Picture annotation records
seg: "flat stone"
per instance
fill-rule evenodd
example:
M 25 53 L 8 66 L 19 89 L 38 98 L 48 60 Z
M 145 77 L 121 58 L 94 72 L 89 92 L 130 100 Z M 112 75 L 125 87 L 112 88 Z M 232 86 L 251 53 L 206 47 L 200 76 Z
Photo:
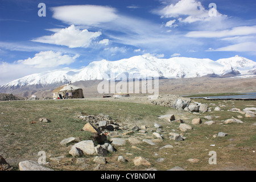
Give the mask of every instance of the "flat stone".
M 167 171 L 187 171 L 187 170 L 181 168 L 180 167 L 175 166 L 175 167 L 173 167 L 172 168 L 168 169 Z
M 151 140 L 148 139 L 143 139 L 142 140 L 142 141 L 144 142 L 146 142 L 146 143 L 148 143 L 148 144 L 150 144 L 151 146 L 155 145 L 155 143 L 153 143 Z
M 199 125 L 202 123 L 202 121 L 200 118 L 195 118 L 192 119 L 191 123 L 193 125 Z
M 162 150 L 163 148 L 174 148 L 174 146 L 172 146 L 171 144 L 167 144 L 163 147 L 162 147 L 161 148 L 159 148 L 159 150 Z
M 19 171 L 53 171 L 43 167 L 33 160 L 25 160 L 19 163 Z
M 112 144 L 115 146 L 122 146 L 125 144 L 125 139 L 121 138 L 113 138 L 111 139 Z
M 94 144 L 92 140 L 83 140 L 73 146 L 71 150 L 79 148 L 82 151 L 84 154 L 93 155 L 95 154 Z
M 179 126 L 179 128 L 180 129 L 180 130 L 181 130 L 181 131 L 186 131 L 188 130 L 192 129 L 191 126 L 185 123 L 180 123 L 180 126 Z
M 135 166 L 151 166 L 151 164 L 142 157 L 137 157 L 133 159 L 133 163 Z
M 93 162 L 97 164 L 106 164 L 106 159 L 104 157 L 96 156 L 93 159 Z
M 224 137 L 224 136 L 226 136 L 226 135 L 228 135 L 228 134 L 226 133 L 223 133 L 223 132 L 220 132 L 219 133 L 218 133 L 217 136 Z
M 75 141 L 76 140 L 76 138 L 75 137 L 69 137 L 66 139 L 64 139 L 61 142 L 60 142 L 60 144 L 65 145 L 66 144 L 68 144 L 68 143 L 72 142 L 73 141 Z

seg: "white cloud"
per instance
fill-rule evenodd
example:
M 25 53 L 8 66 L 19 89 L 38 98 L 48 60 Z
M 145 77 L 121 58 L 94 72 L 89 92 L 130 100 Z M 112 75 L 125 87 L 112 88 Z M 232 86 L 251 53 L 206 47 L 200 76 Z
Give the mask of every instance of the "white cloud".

*Exercise*
Rescale the lines from the first one through the line containing "M 167 171 L", both ends included: give them all again with the requests, multiplying every polygon coordinate in the answers by 0.75 and rounding to whole numbers, halves up. Omit the pictures.

*Response to this exercise*
seg: "flat stone"
per instance
fill-rule evenodd
example:
M 25 53 L 8 66 L 19 89 L 38 98 L 48 60 Z
M 145 77 L 121 58 L 94 72 L 89 92 L 130 100 Z M 112 75 L 125 87 L 112 88 Z M 232 86 L 251 53 L 206 47 L 200 76 Z
Photo:
Give the mask of every instance of the "flat stone".
M 125 128 L 140 128 L 140 128 L 136 126 L 135 125 L 131 125 L 131 125 L 130 125 L 129 126 L 126 127 Z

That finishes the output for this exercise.